**Problem details**
From the records below, please return each line that holds the word "target".

(Material shown Opens)

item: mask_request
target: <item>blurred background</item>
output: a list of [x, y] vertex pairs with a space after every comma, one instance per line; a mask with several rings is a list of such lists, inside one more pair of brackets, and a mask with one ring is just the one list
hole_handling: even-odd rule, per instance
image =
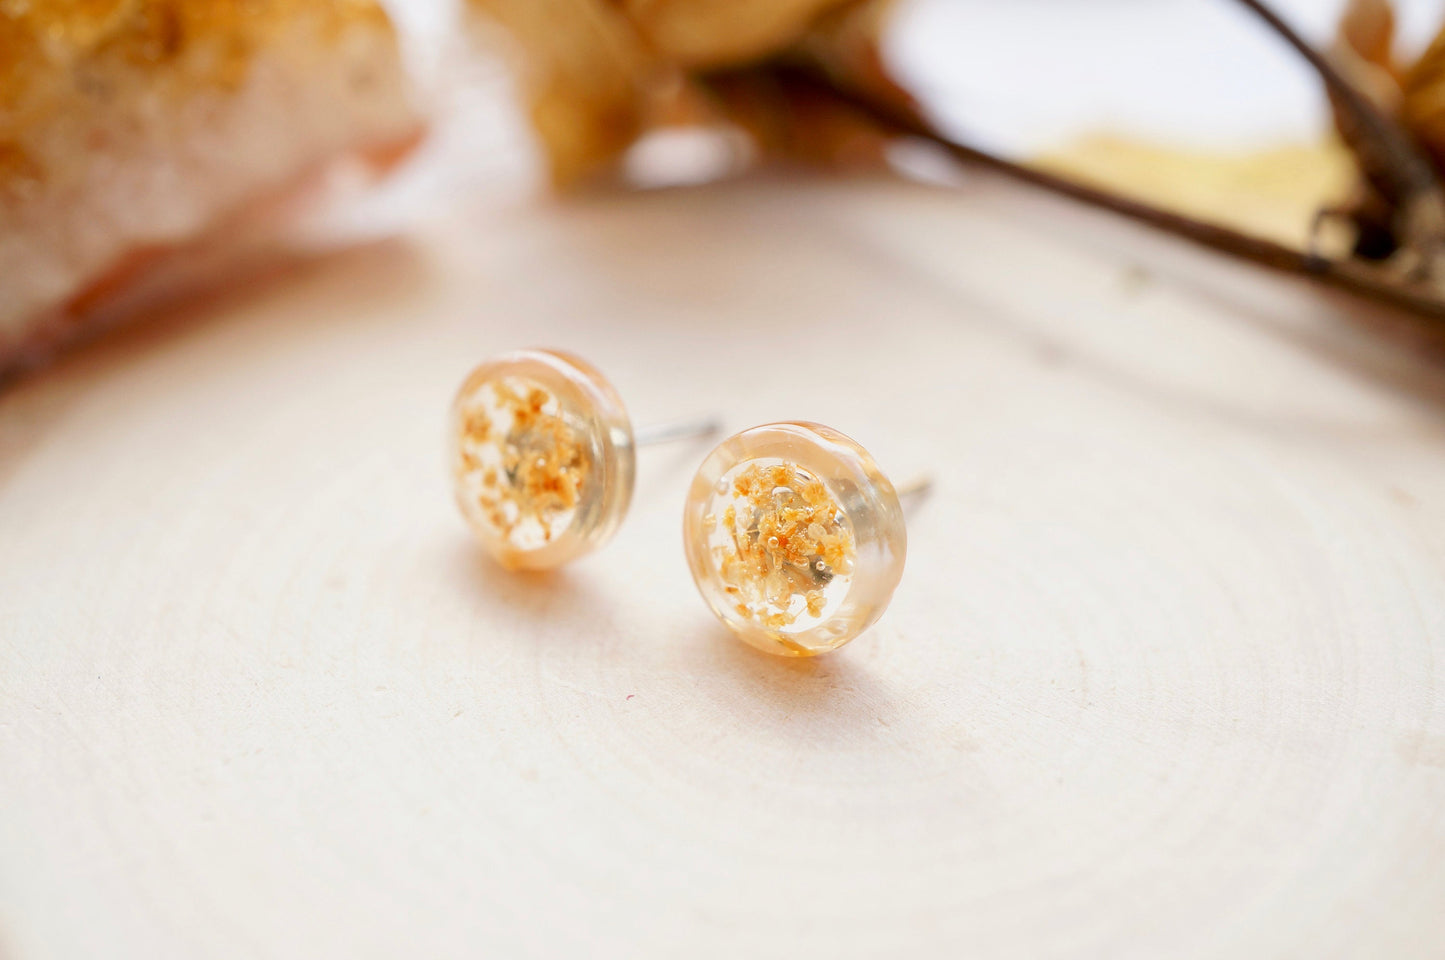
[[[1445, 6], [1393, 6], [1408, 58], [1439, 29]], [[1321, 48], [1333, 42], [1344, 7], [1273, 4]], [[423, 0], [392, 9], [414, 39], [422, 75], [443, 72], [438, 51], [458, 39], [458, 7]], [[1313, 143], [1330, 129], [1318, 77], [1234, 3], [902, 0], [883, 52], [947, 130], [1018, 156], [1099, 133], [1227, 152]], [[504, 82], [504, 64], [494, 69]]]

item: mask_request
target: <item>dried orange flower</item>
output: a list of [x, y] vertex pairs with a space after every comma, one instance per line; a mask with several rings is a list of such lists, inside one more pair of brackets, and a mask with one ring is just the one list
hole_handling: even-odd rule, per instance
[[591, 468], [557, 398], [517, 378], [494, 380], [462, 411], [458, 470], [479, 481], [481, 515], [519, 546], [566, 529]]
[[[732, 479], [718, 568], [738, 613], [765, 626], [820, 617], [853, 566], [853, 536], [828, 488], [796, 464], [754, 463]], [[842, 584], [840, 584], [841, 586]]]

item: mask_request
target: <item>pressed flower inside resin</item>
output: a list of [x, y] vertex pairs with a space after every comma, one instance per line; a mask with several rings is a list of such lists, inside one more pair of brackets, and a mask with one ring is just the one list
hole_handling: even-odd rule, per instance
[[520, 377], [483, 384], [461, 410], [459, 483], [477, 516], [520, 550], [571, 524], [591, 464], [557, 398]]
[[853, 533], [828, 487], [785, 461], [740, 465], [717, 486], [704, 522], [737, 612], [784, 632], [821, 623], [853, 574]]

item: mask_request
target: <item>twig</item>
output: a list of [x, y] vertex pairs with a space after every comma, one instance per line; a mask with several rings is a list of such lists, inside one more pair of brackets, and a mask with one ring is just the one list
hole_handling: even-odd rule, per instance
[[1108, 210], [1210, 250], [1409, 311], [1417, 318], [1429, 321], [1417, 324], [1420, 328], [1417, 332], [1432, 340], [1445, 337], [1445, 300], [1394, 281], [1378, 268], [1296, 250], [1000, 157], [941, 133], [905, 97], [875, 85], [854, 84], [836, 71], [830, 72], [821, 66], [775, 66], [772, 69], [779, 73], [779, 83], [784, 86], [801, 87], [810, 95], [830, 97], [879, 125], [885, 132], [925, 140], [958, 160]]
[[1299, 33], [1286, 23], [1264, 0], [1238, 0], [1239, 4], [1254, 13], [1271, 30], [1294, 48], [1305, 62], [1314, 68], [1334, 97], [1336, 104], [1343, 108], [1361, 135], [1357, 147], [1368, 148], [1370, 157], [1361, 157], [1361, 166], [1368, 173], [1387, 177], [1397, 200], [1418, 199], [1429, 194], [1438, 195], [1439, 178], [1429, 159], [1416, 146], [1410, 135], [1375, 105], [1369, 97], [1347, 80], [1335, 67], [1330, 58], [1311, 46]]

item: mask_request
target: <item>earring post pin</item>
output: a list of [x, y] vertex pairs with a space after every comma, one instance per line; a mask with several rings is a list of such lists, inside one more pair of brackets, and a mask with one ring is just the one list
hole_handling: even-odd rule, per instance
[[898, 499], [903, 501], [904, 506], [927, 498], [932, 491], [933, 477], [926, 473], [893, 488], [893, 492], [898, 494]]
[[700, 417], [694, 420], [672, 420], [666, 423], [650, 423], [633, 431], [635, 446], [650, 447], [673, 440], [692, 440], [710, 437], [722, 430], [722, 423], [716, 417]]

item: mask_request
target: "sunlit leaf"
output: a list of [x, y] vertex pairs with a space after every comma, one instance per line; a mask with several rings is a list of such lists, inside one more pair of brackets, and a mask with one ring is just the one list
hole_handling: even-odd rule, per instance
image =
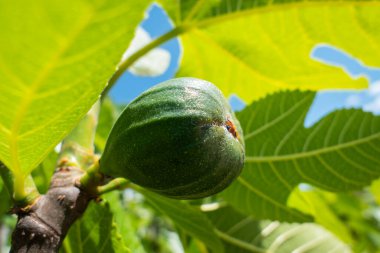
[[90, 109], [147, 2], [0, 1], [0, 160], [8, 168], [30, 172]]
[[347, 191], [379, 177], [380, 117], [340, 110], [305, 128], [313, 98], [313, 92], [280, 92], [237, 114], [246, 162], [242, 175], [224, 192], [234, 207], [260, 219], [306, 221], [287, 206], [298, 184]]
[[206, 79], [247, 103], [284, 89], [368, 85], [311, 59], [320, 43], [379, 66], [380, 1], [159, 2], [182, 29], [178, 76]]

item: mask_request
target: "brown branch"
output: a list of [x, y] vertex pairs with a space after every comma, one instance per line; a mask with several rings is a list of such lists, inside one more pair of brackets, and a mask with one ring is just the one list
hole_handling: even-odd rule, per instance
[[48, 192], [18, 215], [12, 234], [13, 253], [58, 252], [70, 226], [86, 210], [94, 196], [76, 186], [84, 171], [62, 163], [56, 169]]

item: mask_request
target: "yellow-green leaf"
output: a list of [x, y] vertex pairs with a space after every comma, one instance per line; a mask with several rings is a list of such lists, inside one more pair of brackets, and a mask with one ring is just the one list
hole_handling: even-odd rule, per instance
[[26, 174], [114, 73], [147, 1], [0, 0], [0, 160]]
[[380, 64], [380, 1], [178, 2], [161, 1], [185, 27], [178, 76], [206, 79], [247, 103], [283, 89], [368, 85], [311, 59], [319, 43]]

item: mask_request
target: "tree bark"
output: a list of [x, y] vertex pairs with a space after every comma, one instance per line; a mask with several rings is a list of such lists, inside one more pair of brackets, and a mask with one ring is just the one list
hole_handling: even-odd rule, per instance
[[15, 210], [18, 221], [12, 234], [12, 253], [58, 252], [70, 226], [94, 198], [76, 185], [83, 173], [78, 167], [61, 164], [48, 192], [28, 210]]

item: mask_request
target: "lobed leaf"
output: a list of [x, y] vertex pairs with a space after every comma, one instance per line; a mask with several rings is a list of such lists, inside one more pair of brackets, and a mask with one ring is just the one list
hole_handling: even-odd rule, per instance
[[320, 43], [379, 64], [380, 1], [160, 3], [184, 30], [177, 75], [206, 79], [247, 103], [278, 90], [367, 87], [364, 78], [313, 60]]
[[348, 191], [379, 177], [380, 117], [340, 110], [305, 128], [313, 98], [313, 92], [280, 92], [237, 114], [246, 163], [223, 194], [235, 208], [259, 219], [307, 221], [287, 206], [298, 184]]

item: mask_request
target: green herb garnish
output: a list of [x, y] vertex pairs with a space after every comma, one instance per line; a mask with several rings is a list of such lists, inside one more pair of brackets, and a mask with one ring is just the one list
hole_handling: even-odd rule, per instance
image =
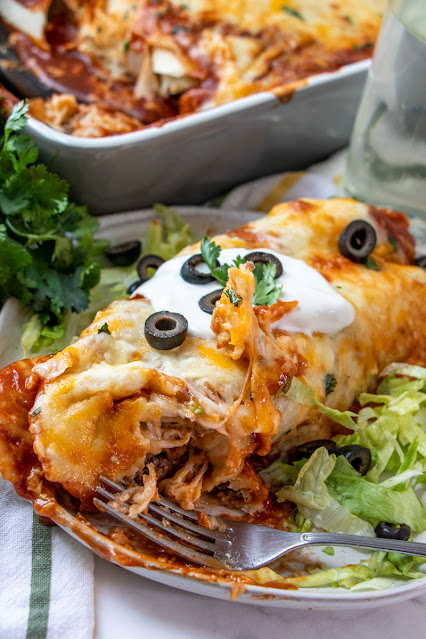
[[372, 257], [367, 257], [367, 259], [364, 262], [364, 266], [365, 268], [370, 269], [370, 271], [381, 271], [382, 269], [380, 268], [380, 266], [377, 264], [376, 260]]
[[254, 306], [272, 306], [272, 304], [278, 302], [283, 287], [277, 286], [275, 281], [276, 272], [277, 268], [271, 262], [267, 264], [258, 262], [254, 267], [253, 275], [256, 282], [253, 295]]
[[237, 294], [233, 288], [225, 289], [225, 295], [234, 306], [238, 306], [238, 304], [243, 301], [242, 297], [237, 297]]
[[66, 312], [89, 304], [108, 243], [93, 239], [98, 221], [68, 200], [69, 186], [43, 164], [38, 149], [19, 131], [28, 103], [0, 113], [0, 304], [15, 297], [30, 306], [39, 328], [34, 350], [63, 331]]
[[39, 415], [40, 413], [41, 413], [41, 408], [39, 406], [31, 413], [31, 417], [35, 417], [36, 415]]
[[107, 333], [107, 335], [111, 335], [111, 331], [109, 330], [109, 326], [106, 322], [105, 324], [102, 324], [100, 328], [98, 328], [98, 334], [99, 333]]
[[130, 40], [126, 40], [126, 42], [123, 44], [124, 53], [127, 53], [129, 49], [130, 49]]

(Material shown Closes)

**Answer to this task**
target: <item>blurred background</item>
target: <item>dried orange flower</item>
target: <item>pressed flower inside resin</item>
target: <item>twig</item>
target: <item>earring post pin</item>
target: "sunlit leaf"
target: "brown branch"
target: "yellow-green leaf"
target: "tree bark"
target: "lobed leaf"
target: green herb garnish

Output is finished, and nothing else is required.